# What to produce
Extend the comment thread on the arrest over the abortion provider website hack, starting after its final comment.

### Selected text ###

A member of Anonymous?
I wasn't aware that Anonymous had members, as such? I'm pretty sure they aren't anti abortion extremists either.
Cybercrime cops have arrested a bloke suspected of hacking into and defacing the website of Britain's largest abortion provider. The British Pregnancy Advisory Service (BPAS) site was compromised on Thursday by a hacker using the handle Pablo Escobar, who claimed an affiliation to the Anonymous hacktivist group. Escobar …
And once again we see the problem with Anonymous - Anyone can claim to be one of them and they can have contradictory aims.
Last week Anonymouse DDOSed the Catholic Church, they also hacked an abortion advice clinic.
Of the organisations who are against abortion, the Catholic Church is pretty much top of the list.
All respect to the PeCU for a fast turnaround on the case but might I be guessing correctly that this 'hacker' may not have been of the highest calibre if he managed to get himself cuffed within 96hours of the offence happening?
Additionally; while I understand from the article that the PBAS is confident that no medical information was taken I am also interested as to why information including 26,000 names was so readily available.
Now taking 1+1 and getting 3... to me this story implies that some script kiddie decided to 'hack' the PBAS and found some publicly facing server that had some information that shouldn’t have been stored in there. With a lack of any common sense the script kiddie forgot to protect his tracks and may now be facing some time behind bars.
Have a missed something?
I agree with the Anon who's subject line was: Story: PBAS Lack of Security, but I see perhaps another scenario.
Say the script kiddie (or skiddie, as the kids are fond of saying) actually intended to get caught? Maybe he was just after the notoriety , and somehow came to the conclusion that his short lived infamy would be worth the jail time and black mark on his record.

### Input data ###

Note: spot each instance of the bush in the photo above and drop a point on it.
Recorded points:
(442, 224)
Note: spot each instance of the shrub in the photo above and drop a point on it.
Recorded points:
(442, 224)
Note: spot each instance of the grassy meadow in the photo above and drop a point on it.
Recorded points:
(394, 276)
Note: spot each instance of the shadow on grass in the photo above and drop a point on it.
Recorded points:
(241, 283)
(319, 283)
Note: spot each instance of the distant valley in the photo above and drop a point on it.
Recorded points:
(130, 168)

###

# Answer to this exercise
That, or what Anon said.
Ok, so the last time I did anything remotely naughty with computers was last century. This was back when dialup was all you could get, and in the UK the only game in town was BT internet, with it's free local calls after 6pm package.
If you didn't have the benefit of an account, the best way to get one was to scan through the BT IP ranges, find a 'willing participant', hack in and extract DUN credentials from the registry. Ta-da, free internet. Thank you, Windows 95.
Now, of course you didn't do this from your own computer. Instead, you found a nice open patsy to launch from. Seems like these hackers concentrate more on the lulz, less on the 3-5 doing bird.
> 26,000 attempts shows it wasn't accidental.
Well, no. It wasn't accidental.
But I've seen such claims embellished before; by "attempts", they might mean "SYN packets". This looks like a simple dictionary attack that's been exaggerated to make someone look sharp...
Vic.
I was thinking the same thing.
He most likely is regretting saying he is with Anon. It's more likely he annoyed someone in Anon, and they gave him a brute-force program to "help" him. I have never seen Anon attack a few women and threaten the release of their health records before. He either was alone, or was helped as to get himself arrested.